##### GIVEN DATA #####

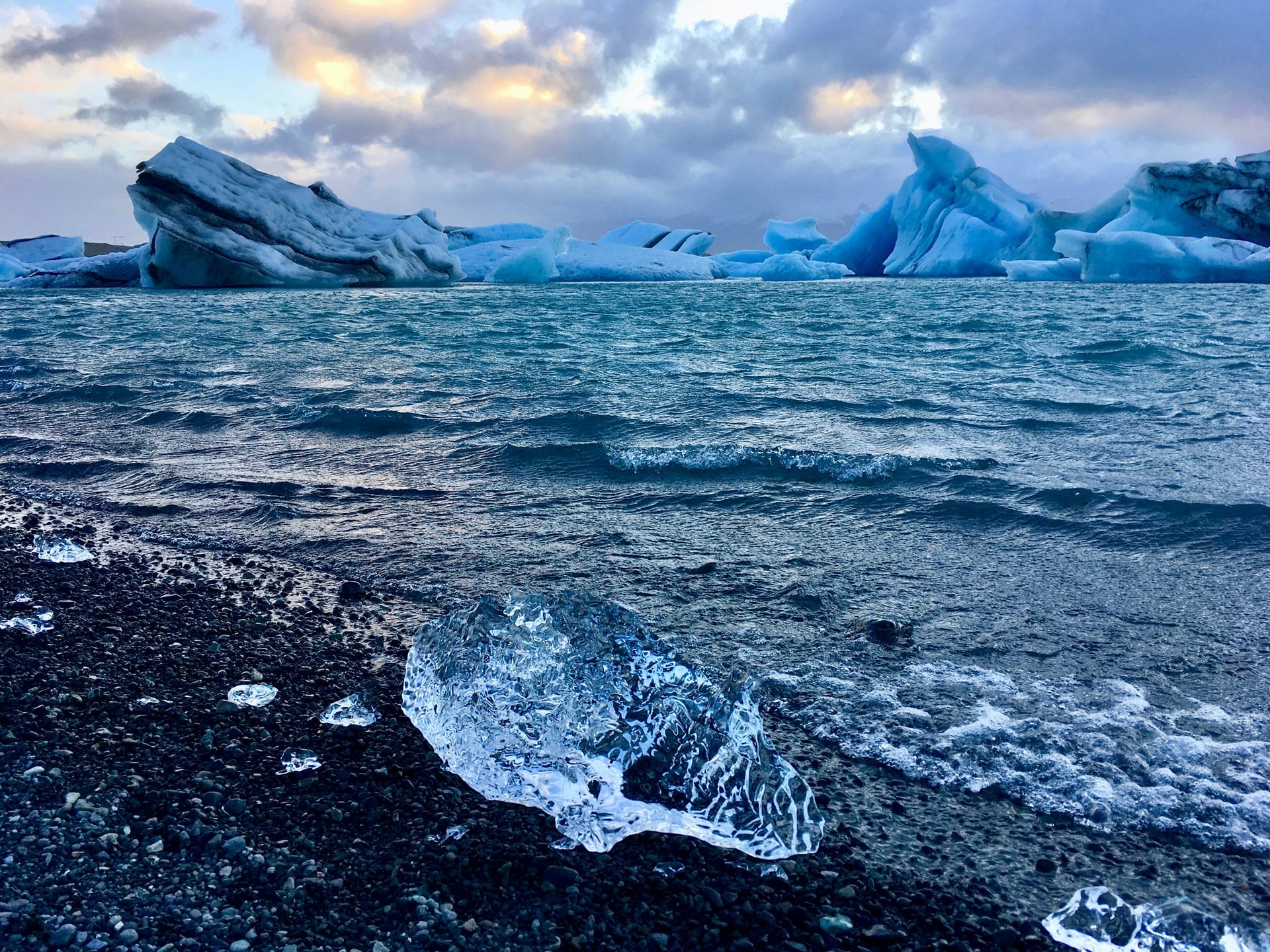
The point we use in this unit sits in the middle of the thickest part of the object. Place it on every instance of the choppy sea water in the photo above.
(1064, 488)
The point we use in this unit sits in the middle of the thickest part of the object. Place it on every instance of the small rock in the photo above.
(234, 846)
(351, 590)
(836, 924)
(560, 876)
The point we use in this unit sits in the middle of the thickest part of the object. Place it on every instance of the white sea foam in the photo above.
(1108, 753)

#####
##### GIVEN DATA #####

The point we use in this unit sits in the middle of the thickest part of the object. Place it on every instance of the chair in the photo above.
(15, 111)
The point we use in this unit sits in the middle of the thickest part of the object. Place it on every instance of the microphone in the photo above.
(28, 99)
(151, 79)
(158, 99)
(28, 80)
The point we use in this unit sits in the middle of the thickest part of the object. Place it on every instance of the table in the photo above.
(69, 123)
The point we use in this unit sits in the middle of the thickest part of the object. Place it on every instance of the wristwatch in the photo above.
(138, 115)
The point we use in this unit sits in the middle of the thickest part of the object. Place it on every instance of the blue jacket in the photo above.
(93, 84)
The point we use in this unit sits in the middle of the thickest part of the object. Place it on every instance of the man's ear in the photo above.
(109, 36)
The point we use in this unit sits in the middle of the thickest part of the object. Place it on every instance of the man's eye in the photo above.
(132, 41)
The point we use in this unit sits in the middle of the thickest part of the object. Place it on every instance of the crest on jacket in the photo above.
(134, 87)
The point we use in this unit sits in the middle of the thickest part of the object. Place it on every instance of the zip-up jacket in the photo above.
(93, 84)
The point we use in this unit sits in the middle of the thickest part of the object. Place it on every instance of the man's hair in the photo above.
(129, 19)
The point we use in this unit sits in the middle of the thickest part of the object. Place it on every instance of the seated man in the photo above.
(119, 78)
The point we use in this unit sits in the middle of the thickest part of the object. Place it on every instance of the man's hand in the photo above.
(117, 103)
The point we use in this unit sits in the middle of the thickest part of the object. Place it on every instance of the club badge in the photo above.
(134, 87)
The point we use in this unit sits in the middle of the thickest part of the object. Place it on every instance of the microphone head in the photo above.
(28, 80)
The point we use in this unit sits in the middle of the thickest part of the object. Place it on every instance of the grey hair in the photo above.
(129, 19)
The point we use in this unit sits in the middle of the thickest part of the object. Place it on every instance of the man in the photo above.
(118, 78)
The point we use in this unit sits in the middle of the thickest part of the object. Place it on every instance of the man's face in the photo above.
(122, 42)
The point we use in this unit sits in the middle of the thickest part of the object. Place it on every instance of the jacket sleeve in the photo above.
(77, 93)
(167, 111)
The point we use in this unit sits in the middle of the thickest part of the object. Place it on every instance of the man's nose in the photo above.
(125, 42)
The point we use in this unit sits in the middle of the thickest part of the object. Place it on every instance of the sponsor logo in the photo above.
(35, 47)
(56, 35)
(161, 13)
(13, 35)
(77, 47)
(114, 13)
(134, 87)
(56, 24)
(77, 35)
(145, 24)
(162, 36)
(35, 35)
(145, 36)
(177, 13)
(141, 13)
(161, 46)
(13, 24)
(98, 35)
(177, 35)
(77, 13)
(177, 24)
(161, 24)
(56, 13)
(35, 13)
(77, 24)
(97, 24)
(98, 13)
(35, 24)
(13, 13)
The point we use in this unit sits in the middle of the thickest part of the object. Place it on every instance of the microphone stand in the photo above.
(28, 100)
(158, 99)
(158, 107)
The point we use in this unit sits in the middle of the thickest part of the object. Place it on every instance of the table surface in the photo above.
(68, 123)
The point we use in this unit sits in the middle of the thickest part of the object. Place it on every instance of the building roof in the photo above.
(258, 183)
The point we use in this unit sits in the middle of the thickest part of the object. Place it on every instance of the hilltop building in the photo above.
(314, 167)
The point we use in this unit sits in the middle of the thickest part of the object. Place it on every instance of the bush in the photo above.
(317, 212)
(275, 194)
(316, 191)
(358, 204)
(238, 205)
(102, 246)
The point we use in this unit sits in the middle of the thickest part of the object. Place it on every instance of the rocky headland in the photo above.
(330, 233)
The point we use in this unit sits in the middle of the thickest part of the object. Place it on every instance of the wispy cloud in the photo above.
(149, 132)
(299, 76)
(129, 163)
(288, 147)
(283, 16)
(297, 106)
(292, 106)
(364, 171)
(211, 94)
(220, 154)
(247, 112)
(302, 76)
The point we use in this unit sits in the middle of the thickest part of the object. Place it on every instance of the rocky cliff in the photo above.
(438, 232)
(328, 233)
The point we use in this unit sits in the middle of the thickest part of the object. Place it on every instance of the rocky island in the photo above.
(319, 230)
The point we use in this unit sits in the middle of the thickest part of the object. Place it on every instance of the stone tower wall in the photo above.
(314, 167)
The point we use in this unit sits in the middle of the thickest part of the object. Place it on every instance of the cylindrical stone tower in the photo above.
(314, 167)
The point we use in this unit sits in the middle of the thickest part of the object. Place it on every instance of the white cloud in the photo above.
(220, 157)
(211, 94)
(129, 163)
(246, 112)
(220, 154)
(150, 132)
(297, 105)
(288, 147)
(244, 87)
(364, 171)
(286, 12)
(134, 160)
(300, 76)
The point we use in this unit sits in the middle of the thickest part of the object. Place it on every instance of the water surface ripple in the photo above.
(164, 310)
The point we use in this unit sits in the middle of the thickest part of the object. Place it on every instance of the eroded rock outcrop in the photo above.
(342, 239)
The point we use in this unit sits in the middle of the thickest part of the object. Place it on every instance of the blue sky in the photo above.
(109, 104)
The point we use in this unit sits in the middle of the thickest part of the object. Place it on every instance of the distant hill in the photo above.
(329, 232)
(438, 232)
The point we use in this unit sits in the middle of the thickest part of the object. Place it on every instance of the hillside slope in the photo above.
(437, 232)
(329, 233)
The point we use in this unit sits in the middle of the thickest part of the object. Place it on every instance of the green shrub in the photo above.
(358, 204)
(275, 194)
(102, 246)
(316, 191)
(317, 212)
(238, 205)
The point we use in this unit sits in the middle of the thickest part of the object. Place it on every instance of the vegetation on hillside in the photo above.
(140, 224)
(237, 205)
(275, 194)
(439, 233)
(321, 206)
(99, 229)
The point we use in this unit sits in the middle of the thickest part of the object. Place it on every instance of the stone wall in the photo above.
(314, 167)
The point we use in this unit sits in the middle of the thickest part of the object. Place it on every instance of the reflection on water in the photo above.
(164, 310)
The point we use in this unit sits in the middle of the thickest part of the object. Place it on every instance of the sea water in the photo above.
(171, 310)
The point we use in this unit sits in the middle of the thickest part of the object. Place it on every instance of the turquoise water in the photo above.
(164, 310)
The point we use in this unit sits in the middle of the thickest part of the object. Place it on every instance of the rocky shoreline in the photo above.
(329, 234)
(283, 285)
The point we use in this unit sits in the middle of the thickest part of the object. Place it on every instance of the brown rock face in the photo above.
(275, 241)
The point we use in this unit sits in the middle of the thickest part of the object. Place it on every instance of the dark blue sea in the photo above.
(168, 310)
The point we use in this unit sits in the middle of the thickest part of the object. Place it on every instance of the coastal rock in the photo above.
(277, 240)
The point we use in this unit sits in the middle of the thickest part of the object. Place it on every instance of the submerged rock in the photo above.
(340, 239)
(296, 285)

#####

WHAT YOU SHOULD DO: Arrange the stretch from the line containing "choppy sea water in the photo above." through the line containing "(1064, 488)" as a two-column CSV with columns named instruction and point, one row per item. Put the item's text and its answer each in a single quoted field, with any line breaks replaced by spaces.

WRITTEN REPLY:
instruction,point
"The point we use in this unit sits in the middle of the thickest part of the object. Place it on every instance of the choppy sea water in the photo above.","(1064, 488)"